--- START TASK DATA ---
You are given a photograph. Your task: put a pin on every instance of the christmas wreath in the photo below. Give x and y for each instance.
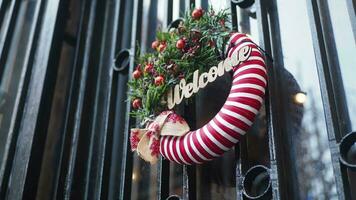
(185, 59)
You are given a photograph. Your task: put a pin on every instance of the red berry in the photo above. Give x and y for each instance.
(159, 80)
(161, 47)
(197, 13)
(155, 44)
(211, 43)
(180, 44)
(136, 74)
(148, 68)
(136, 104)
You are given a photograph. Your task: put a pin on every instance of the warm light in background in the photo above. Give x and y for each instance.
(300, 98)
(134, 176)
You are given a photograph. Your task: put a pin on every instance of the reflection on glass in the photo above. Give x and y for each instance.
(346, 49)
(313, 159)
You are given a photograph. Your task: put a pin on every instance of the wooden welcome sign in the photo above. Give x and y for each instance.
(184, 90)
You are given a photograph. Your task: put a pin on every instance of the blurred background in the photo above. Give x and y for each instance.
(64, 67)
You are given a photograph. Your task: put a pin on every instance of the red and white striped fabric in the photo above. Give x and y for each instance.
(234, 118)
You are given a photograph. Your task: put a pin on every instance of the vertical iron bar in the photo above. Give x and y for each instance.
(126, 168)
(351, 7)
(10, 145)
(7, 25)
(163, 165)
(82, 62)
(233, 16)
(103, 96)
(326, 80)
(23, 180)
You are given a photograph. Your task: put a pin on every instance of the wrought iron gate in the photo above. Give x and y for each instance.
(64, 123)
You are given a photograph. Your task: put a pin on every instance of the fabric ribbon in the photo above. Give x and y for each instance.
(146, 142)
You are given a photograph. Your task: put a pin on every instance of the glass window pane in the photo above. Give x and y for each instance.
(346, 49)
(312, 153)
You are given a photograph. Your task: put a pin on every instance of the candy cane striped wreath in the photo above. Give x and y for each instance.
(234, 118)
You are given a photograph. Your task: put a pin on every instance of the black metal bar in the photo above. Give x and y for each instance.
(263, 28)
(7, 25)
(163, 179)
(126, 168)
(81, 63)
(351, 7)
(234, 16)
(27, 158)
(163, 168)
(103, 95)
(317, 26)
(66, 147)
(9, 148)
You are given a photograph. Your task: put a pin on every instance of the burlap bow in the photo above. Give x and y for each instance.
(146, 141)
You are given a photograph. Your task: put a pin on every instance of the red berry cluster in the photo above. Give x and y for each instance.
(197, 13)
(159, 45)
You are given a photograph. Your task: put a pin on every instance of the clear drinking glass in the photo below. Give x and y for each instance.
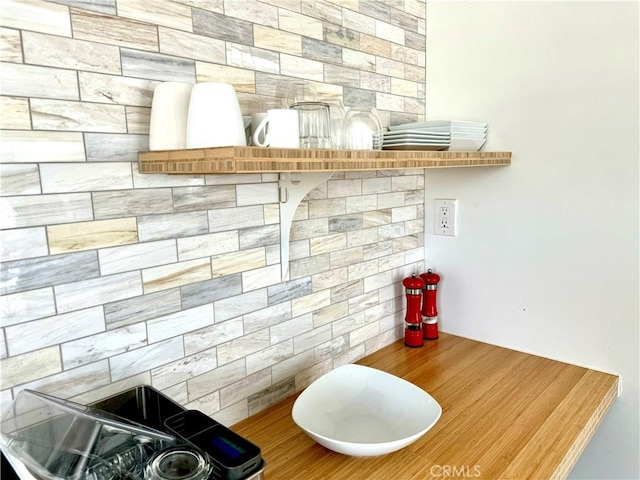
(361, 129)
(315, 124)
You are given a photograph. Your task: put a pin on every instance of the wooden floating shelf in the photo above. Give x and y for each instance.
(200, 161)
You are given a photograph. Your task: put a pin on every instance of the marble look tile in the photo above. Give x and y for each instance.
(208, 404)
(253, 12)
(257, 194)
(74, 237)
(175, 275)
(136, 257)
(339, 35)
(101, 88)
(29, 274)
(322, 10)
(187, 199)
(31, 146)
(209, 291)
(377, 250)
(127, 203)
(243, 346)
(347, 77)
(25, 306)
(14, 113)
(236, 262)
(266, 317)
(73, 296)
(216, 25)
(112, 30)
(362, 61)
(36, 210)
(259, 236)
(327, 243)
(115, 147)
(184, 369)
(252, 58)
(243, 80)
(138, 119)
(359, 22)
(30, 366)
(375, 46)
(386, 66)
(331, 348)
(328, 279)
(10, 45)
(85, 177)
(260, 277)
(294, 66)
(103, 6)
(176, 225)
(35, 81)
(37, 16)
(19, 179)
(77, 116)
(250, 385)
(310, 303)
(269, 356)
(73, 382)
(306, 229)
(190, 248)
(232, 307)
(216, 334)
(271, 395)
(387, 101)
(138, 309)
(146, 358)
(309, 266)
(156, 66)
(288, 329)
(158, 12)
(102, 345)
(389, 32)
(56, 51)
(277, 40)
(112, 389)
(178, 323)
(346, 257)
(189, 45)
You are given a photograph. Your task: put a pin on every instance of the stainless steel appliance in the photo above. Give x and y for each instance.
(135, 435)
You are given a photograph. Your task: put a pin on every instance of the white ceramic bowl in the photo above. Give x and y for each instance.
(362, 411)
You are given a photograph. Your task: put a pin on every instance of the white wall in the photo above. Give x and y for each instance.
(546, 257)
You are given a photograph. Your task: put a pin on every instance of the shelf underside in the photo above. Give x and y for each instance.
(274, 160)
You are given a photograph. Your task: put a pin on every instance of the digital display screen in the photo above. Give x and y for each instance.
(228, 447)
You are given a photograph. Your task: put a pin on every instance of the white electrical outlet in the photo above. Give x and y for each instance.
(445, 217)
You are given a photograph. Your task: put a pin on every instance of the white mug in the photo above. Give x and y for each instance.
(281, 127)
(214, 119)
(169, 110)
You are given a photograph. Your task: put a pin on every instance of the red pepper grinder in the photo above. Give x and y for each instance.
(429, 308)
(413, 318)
--- END TASK DATA ---
STATED EXERCISE
Word for word, quote the lines from the line containing "of the stainless" through the end of the material, both included, and nothing else.

WORKED ANSWER
You are given a photograph. Your task: put a pin on every instance of the stainless steel appliance in the photo above. Give x and y for each instance.
(135, 435)
You are given a photograph. Your task: put a pin on every instance of the white ceramic bowl in the photo above. Give x and y for each instance.
(362, 411)
You are given a photograph. Your task: put a pin on every instance of the white wall in the photo above. Give x and y for each instance.
(546, 257)
You are given a photograph. Your task: put a pin on every instance of the shelf underside in the photo above. Give x and y for each instance.
(274, 160)
You are given a photograph. Your task: put a pin on every instance of the digital display screen in the photo above. Give x and y for each instance.
(228, 447)
You are given a photograph. Your task: put a pin on every instance of the white electrical outlet in the photo above. Give x and y for each instance.
(445, 217)
You are given a photograph. Your task: put a pin on every instance of the white mug in the photo above. Give x and y for each instance.
(281, 127)
(214, 119)
(169, 110)
You are given a photograph. Your task: put a pin on every instance of the red pepper grinder in the photo above. Give x and y for each instance.
(429, 308)
(413, 318)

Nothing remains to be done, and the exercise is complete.